BEGIN RECORDS FOR THE EXERCISE

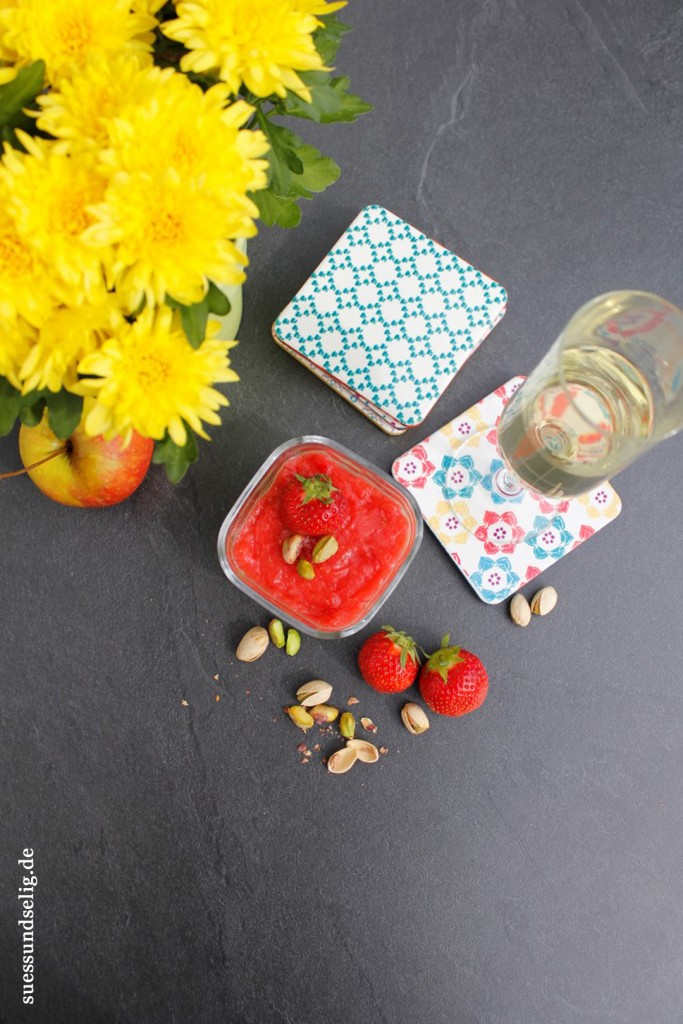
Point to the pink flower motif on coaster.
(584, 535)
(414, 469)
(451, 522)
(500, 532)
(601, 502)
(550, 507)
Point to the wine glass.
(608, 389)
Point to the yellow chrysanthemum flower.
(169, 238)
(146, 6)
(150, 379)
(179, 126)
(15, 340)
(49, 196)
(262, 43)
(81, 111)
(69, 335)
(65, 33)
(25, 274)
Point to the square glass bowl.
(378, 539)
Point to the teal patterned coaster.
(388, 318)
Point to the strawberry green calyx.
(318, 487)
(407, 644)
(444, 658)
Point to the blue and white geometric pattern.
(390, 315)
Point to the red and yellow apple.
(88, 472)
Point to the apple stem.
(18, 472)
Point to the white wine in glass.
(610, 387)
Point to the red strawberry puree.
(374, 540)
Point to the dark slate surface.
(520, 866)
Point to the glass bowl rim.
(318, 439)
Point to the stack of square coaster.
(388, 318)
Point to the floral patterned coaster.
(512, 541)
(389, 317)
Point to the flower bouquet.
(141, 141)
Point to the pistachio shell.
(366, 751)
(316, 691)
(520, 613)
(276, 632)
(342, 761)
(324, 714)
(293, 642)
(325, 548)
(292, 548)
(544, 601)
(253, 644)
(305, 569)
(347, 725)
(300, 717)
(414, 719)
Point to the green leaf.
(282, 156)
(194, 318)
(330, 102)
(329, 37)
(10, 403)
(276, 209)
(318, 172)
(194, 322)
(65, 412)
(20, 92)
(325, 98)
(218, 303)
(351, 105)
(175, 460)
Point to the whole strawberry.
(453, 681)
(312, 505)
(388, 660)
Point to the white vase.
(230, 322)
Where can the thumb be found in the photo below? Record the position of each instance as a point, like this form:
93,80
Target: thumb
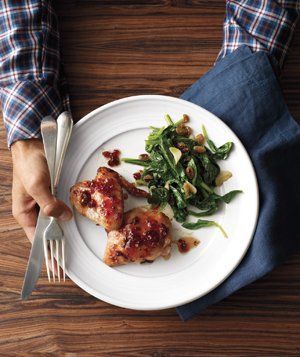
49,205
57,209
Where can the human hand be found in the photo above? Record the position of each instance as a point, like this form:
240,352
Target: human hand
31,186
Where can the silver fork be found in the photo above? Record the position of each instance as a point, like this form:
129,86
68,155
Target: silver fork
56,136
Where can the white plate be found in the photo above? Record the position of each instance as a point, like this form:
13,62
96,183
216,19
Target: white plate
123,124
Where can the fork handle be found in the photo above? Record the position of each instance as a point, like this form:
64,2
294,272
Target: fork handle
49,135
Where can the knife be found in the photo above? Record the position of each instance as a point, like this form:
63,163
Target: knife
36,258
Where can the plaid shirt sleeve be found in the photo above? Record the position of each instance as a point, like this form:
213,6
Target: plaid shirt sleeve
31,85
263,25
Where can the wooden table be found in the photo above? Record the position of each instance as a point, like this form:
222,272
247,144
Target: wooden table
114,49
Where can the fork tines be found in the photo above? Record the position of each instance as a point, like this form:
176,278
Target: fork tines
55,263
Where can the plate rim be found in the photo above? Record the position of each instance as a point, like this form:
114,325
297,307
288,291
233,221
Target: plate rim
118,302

END RECORDS FOR THE EXERCISE
BEGIN RECORDS FOR THE EXERCISE

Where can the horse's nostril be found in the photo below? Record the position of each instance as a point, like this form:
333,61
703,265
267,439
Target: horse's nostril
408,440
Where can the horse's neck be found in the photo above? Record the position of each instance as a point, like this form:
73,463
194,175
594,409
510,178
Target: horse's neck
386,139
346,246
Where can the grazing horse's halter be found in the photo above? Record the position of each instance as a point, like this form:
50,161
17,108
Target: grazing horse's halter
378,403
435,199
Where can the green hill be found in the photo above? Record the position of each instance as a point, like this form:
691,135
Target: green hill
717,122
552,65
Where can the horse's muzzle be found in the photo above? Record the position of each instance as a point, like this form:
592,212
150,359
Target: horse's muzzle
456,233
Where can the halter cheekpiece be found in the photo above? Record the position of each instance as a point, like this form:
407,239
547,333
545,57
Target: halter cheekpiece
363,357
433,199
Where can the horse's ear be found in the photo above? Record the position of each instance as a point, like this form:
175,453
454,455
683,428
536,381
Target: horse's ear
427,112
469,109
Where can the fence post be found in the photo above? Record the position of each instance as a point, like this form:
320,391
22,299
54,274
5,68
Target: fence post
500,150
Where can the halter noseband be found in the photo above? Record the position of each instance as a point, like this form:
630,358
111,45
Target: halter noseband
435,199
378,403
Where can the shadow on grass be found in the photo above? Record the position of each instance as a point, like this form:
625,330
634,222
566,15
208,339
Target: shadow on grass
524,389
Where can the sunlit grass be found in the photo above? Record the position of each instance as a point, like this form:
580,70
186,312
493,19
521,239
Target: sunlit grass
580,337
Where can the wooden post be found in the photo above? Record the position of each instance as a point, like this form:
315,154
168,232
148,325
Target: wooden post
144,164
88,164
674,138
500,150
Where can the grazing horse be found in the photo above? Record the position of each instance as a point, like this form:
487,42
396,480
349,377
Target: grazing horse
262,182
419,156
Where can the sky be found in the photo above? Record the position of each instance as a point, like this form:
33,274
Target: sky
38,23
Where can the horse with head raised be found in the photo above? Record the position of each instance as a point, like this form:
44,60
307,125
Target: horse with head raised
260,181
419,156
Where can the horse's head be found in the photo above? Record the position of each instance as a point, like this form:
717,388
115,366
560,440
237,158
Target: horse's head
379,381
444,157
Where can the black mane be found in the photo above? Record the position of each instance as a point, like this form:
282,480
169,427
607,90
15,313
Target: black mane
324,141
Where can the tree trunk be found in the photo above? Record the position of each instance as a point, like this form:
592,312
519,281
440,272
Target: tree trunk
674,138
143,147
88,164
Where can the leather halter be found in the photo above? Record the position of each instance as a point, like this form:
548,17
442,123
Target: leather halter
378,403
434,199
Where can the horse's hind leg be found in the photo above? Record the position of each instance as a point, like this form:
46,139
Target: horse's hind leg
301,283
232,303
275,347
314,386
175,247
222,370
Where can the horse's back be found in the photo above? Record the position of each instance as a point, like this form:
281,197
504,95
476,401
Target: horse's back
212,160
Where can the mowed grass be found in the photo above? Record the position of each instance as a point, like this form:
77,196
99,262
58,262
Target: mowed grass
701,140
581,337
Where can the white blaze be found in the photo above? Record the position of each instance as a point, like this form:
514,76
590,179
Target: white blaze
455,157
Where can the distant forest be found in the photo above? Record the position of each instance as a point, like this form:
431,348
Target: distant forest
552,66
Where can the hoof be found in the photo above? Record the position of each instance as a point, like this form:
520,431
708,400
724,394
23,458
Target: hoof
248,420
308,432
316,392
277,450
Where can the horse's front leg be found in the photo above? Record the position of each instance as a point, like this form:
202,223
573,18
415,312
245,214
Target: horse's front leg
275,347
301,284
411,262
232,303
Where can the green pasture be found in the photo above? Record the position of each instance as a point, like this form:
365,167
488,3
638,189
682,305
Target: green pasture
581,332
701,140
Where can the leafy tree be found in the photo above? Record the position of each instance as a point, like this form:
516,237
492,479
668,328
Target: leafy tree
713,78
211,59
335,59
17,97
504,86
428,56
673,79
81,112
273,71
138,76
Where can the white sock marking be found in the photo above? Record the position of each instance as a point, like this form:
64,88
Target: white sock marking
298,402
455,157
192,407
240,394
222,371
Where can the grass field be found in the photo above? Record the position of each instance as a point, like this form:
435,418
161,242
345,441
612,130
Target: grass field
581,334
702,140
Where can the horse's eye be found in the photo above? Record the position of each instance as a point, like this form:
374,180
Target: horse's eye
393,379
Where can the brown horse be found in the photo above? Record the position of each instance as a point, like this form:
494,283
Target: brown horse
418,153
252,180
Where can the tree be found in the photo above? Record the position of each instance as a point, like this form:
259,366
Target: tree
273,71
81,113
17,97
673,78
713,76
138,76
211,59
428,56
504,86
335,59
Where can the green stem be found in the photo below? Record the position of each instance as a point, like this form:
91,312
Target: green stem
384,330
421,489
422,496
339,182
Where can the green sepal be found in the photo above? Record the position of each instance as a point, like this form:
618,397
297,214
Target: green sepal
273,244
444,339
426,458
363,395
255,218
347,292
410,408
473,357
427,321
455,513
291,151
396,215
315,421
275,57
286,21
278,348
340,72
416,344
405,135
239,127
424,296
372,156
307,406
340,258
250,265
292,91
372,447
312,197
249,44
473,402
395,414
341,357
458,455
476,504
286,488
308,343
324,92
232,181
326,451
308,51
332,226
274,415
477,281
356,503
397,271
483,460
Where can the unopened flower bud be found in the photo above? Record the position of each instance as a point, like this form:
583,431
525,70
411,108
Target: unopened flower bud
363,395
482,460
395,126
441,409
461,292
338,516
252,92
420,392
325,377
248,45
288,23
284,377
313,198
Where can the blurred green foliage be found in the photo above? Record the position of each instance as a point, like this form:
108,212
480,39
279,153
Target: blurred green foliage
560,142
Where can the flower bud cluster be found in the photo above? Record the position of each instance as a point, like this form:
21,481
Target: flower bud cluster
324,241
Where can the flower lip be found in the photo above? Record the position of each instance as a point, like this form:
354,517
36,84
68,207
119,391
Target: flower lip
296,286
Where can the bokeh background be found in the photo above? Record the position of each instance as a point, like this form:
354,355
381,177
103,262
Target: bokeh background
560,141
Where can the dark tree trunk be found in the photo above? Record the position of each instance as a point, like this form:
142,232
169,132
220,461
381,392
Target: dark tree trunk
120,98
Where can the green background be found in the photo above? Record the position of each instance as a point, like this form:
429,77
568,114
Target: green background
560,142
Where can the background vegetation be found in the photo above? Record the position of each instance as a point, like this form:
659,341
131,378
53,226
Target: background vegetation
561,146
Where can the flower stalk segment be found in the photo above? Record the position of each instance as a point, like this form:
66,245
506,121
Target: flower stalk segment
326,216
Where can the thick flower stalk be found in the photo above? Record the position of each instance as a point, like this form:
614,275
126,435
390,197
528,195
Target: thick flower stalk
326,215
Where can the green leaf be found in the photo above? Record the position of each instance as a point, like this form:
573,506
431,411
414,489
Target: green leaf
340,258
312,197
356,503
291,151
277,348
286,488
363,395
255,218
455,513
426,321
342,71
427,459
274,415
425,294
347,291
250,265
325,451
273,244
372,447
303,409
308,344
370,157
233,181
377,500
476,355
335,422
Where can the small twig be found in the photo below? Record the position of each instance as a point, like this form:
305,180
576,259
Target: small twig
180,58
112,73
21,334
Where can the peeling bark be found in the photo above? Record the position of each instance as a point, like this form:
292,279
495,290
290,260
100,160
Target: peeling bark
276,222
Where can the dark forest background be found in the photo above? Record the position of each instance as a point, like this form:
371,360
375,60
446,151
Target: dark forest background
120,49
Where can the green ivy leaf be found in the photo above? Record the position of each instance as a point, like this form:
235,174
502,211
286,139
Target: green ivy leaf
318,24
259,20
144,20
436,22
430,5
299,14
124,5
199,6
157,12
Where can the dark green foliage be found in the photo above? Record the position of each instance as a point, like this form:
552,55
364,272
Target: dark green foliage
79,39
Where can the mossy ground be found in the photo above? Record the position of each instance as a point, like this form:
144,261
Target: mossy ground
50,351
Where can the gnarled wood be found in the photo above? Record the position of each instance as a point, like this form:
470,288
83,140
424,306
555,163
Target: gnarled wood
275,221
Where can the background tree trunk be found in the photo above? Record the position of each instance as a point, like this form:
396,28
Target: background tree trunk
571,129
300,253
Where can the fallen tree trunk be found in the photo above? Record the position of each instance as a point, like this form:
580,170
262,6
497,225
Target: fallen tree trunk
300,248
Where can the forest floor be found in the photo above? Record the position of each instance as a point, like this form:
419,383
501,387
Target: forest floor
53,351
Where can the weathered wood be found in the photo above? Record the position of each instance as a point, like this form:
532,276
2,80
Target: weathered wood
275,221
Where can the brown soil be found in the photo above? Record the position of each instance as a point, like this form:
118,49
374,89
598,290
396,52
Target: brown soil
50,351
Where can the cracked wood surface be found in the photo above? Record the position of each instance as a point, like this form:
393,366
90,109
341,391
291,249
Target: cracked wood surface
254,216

END RECORDS FOR THE EXERCISE
BEGIN RECORDS FOR THE EXERCISE

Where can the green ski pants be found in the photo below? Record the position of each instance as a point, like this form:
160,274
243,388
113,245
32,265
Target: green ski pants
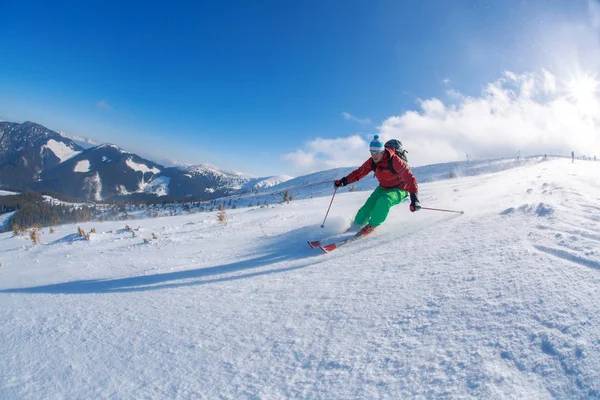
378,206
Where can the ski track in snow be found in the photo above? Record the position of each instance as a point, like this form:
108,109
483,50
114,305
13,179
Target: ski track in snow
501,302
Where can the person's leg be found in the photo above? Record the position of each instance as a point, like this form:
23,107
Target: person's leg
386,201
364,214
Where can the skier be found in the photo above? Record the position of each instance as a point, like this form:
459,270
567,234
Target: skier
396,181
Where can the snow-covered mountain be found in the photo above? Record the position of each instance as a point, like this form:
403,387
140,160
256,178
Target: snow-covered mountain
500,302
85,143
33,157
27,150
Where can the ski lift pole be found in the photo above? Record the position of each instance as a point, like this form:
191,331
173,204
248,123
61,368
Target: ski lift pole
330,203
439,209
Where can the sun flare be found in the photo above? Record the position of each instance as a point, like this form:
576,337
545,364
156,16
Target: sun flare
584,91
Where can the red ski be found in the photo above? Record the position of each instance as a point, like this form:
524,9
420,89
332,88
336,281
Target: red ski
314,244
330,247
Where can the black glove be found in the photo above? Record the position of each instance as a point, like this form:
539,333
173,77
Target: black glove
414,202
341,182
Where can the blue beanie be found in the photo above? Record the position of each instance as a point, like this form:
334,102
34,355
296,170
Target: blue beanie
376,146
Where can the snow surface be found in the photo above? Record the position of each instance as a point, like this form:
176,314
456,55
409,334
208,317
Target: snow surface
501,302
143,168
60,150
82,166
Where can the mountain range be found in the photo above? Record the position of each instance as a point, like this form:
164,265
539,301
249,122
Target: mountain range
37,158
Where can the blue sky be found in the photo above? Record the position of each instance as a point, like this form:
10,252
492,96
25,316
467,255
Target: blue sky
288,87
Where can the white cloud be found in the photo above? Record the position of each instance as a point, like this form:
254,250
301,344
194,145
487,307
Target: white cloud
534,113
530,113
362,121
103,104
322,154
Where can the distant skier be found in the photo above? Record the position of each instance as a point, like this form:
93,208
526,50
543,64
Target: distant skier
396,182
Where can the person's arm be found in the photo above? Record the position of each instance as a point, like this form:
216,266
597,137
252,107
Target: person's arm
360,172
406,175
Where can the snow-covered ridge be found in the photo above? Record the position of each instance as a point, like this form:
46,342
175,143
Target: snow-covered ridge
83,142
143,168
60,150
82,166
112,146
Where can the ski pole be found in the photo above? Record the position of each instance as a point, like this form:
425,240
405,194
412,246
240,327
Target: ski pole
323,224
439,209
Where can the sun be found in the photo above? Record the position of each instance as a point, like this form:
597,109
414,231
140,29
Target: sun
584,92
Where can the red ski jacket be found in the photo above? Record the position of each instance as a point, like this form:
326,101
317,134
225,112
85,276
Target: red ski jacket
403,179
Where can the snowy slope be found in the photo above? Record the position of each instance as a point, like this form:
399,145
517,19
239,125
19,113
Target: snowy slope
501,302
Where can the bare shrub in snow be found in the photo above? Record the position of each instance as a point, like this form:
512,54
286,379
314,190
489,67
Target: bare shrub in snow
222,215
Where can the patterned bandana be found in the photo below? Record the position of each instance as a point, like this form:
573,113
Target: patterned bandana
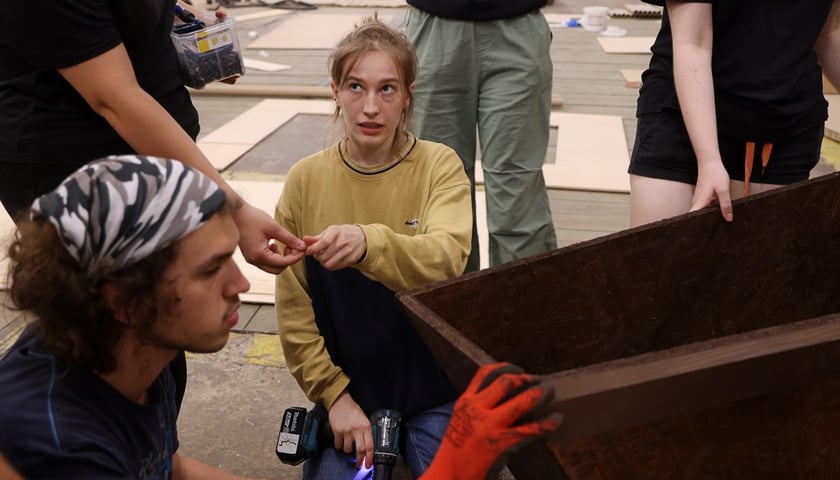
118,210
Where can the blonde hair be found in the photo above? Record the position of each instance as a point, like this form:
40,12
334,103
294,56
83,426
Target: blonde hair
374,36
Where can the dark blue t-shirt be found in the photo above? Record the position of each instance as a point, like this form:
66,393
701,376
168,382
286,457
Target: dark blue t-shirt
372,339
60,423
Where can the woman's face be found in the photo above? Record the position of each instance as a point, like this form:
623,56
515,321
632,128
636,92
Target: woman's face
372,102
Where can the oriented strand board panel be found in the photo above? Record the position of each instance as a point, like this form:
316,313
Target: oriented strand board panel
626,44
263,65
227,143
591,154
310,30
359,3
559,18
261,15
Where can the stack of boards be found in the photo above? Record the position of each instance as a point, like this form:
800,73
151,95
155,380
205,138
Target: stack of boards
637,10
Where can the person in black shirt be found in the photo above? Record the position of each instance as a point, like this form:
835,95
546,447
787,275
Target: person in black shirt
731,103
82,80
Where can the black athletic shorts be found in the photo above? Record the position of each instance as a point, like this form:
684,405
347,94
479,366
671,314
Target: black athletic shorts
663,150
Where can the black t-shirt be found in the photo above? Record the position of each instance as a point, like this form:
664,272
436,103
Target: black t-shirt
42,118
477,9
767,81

END RECORDS FOR THE EXERCISE

Give a count of the lines above that include the word "below", and add nothing to it.

6